--- REQUEST 1 ---
In the entries below, count the lines that contain the string "innermost", with case counting. Give only the number.

--- DOCUMENT TEXT ---
This page is intended as a list of useful commands to refer back to when using Azure CLI. Feel free to add your own by forking the repo, or creating an issue. Some things are Azure CLI specific but some are just helpful Bash things.
Microsoft help pages
These have a lot of info and are where I have figured out most things but there is so much there it is a little overwhelming.
Useful commands
List pools
az batch pool list
returns all the info for every pool.
You can use --query
to simplify this. The query below
returns the id and information on numbers of nodes for all pools. I have
also changed the --output
from the default json to table
since it is more compact. query
and output
are
global parameters available for most functions.

--- REQUEST 2 ---
In the Azure CLI notes, which command returns all the info for every pool?

--- EXTRACTED INFORMATION ---
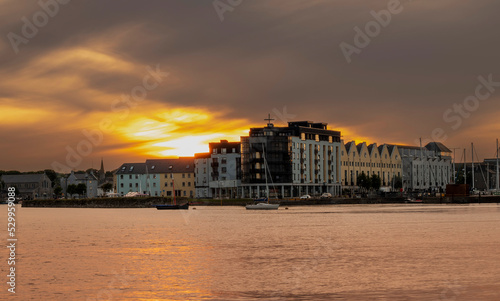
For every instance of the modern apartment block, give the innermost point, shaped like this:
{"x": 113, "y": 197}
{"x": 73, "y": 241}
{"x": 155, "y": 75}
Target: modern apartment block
{"x": 384, "y": 161}
{"x": 218, "y": 172}
{"x": 157, "y": 177}
{"x": 426, "y": 168}
{"x": 302, "y": 158}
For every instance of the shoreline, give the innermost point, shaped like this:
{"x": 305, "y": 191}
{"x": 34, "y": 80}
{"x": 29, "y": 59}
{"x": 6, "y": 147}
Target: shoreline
{"x": 150, "y": 202}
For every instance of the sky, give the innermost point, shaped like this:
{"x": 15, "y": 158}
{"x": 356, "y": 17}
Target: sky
{"x": 130, "y": 80}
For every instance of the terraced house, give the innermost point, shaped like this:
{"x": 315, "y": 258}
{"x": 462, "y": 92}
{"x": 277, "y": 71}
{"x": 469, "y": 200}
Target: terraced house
{"x": 157, "y": 177}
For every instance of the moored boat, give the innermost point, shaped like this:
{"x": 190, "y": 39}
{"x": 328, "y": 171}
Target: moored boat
{"x": 262, "y": 206}
{"x": 172, "y": 207}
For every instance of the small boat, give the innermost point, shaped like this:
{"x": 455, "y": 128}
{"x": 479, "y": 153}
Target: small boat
{"x": 172, "y": 207}
{"x": 262, "y": 206}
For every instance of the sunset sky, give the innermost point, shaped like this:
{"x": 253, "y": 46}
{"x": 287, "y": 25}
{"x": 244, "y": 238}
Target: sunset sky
{"x": 281, "y": 57}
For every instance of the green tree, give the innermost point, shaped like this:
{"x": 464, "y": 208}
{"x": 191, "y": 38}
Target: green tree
{"x": 363, "y": 181}
{"x": 52, "y": 175}
{"x": 71, "y": 190}
{"x": 376, "y": 182}
{"x": 81, "y": 189}
{"x": 398, "y": 182}
{"x": 107, "y": 187}
{"x": 57, "y": 190}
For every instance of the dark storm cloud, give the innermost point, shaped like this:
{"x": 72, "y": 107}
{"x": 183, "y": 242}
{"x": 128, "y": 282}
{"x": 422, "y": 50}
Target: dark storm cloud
{"x": 269, "y": 54}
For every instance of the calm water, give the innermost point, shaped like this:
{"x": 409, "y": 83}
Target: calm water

--- CORRECT RESPONSE 1 ---
10

--- CORRECT RESPONSE 2 ---
az batch pool list